* **GIVEN DATA**
:::

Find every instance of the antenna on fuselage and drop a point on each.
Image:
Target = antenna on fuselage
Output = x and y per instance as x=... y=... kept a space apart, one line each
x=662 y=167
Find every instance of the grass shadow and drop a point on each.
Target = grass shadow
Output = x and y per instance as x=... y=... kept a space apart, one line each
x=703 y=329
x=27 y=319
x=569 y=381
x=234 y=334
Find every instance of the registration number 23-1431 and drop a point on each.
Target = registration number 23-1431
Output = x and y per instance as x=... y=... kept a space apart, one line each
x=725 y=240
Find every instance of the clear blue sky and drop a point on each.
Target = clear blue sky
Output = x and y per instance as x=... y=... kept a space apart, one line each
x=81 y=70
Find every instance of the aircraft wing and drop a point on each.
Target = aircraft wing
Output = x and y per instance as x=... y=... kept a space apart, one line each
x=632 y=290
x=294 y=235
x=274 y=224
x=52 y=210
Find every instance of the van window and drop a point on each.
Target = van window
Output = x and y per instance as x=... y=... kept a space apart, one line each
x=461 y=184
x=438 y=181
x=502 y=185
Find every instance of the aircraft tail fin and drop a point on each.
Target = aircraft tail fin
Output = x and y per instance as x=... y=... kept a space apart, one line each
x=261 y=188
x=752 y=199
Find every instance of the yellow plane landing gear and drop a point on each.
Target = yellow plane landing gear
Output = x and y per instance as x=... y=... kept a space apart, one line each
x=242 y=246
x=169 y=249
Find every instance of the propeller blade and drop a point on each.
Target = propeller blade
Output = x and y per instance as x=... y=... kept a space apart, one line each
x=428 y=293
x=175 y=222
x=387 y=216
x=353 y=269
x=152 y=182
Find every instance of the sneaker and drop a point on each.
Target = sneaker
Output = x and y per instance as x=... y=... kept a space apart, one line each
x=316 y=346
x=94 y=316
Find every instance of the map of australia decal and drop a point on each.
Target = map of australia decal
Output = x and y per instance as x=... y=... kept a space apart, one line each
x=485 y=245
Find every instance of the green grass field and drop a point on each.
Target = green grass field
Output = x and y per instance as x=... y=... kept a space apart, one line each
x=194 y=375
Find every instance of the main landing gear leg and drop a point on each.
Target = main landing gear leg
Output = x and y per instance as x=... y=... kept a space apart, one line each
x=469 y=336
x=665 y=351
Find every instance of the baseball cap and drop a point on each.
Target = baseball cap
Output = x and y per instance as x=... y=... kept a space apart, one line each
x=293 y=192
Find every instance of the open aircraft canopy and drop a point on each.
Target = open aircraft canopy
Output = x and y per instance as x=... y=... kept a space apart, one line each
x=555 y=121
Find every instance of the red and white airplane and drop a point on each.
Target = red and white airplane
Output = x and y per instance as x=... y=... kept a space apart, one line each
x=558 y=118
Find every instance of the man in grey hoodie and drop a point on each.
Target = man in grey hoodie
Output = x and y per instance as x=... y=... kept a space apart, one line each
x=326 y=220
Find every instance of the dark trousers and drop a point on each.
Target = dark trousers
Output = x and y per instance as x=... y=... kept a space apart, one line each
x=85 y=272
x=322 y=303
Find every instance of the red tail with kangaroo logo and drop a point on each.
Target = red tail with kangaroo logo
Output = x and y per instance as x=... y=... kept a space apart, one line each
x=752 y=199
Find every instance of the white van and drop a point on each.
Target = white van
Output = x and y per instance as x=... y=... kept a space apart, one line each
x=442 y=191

:::

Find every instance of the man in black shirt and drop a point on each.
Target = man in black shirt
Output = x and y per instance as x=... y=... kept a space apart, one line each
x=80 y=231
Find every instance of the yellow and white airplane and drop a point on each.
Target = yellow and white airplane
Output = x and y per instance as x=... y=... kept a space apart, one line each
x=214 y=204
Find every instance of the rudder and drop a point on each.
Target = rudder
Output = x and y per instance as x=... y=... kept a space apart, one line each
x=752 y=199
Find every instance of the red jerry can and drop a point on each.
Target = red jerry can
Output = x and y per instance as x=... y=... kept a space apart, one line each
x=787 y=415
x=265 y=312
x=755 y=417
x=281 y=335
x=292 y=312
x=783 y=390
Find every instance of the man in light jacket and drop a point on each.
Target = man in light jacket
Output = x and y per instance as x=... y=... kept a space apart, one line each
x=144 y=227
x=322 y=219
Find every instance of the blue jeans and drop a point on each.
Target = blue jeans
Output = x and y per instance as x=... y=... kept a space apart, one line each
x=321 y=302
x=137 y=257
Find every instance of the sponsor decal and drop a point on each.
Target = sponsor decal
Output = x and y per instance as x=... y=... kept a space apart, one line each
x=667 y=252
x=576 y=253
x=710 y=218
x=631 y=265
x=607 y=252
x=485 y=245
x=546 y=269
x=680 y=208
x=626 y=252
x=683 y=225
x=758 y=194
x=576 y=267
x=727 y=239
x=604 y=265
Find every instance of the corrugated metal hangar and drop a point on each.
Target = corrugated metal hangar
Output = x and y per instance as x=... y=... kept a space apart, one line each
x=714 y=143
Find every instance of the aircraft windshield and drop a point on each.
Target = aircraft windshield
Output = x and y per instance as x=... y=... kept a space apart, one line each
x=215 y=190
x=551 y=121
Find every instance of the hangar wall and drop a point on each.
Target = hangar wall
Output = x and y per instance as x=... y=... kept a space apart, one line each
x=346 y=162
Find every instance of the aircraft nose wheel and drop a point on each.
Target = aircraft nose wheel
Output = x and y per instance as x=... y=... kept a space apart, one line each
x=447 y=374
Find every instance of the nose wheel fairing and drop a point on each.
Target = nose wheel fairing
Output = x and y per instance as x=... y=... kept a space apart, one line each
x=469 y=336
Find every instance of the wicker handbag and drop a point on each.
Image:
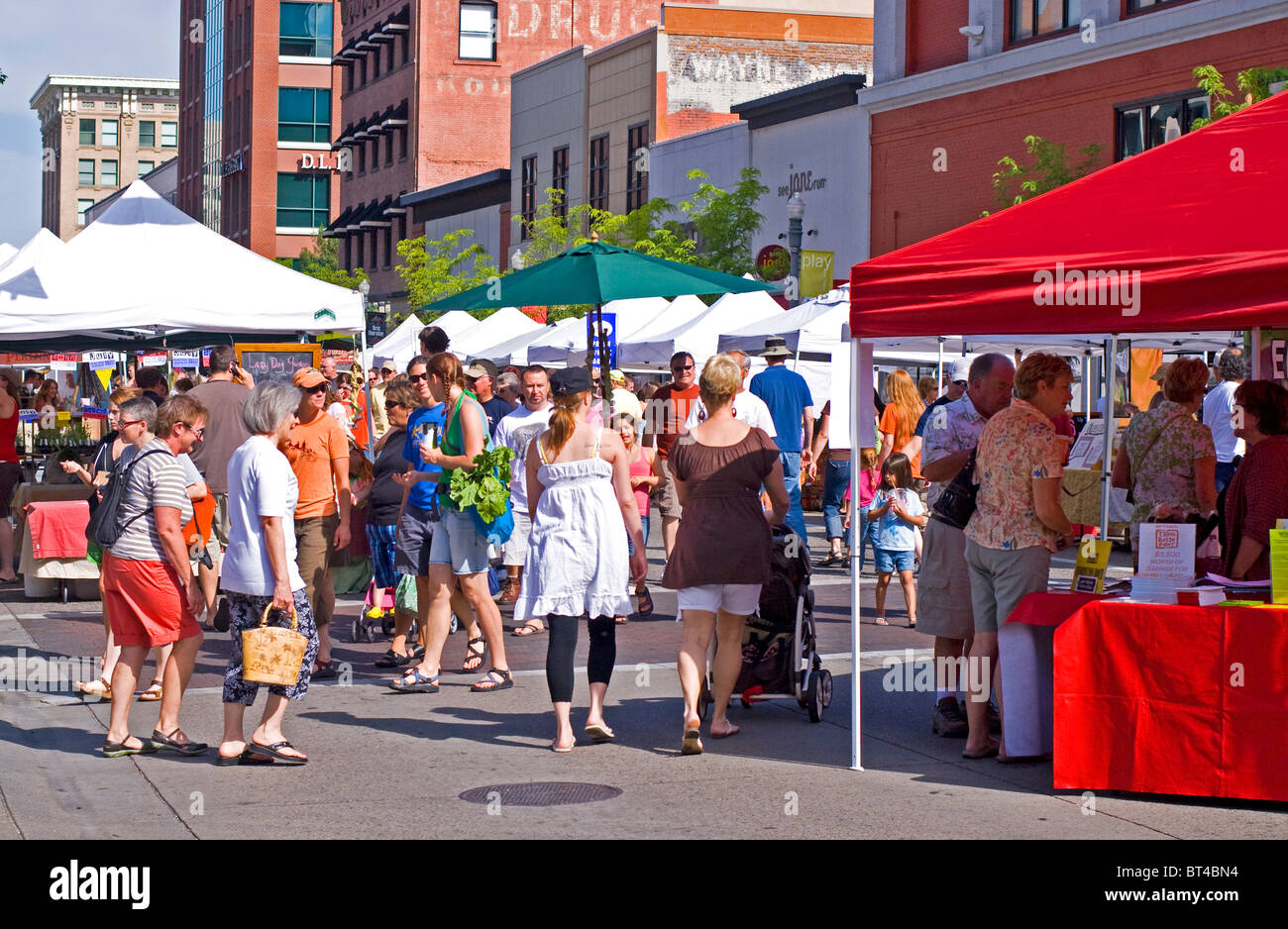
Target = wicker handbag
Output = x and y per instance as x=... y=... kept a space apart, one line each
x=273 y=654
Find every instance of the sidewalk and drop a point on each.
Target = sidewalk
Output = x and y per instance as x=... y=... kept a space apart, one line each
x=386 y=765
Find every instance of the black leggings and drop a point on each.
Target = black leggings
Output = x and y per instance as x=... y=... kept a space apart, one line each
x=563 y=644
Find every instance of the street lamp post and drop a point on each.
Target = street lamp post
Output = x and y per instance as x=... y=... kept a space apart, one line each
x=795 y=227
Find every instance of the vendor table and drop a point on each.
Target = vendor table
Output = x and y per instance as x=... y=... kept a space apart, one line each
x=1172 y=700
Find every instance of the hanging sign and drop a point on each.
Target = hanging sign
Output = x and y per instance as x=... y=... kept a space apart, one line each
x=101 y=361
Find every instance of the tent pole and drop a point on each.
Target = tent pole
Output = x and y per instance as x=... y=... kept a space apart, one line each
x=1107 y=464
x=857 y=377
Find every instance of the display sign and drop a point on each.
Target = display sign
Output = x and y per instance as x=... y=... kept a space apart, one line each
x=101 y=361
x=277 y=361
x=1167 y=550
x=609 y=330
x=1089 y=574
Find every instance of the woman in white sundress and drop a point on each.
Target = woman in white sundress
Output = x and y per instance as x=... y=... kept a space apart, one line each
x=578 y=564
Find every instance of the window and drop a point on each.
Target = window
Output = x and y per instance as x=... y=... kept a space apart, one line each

:::

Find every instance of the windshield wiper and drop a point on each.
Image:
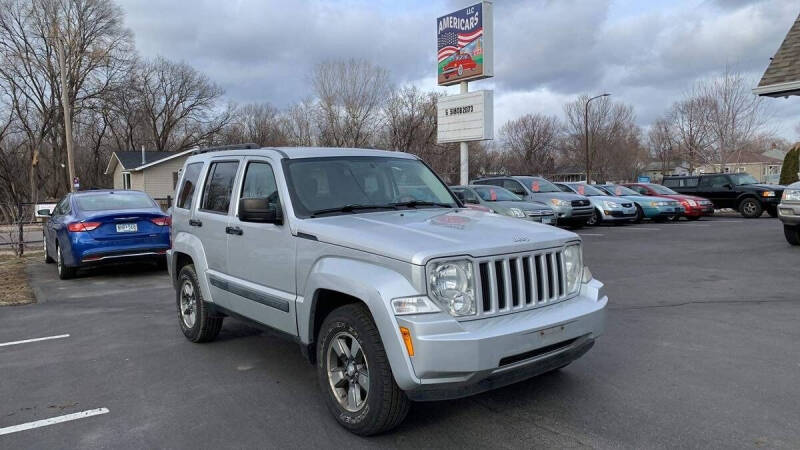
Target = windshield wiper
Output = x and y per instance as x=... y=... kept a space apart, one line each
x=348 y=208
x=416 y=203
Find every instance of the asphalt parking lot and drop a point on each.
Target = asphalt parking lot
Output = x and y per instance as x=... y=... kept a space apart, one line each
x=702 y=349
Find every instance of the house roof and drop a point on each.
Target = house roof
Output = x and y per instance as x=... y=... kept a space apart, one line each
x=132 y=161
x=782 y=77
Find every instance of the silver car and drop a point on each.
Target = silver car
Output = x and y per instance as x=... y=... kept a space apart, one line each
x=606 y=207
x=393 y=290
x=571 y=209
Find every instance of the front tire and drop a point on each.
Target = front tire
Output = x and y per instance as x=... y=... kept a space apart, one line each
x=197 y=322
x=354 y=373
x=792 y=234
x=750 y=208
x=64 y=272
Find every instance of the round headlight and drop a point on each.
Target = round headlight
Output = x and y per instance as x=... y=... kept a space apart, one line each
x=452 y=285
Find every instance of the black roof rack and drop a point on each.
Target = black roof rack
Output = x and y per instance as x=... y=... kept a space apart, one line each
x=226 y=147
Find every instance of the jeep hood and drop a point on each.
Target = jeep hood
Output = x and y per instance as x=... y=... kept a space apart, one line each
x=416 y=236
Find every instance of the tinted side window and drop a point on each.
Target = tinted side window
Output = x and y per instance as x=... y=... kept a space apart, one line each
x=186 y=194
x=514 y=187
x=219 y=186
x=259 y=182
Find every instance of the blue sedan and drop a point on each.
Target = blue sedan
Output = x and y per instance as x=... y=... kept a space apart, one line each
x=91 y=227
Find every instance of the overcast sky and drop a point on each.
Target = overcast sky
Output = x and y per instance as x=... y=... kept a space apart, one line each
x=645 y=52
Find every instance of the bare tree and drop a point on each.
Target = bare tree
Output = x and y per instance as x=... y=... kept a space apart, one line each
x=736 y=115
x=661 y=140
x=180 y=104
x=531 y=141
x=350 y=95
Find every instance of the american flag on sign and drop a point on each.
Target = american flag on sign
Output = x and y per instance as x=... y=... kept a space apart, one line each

:::

* **AIM**
Put the entries from the line containing "Find every instance of the red and" through the line containing "x=326 y=220", both lines included, into a two-column CSV with the headers text and answer, one row per entry. Enclose each field in quotes and replace its line breaks with spaces.

* **RESPONSE TO THE EXERCISE**
text,answer
"Find every instance of the red and white airplane and drop a point on each. Target = red and white airplane Output = x and y per instance as x=... y=... kept a space apart, one line each","x=558 y=118"
"Find every instance of the man in grey hoodie and drop a point on each. Target = man in grey hoodie Output = x and y per instance as x=... y=... kept a space apart, one line each","x=326 y=220"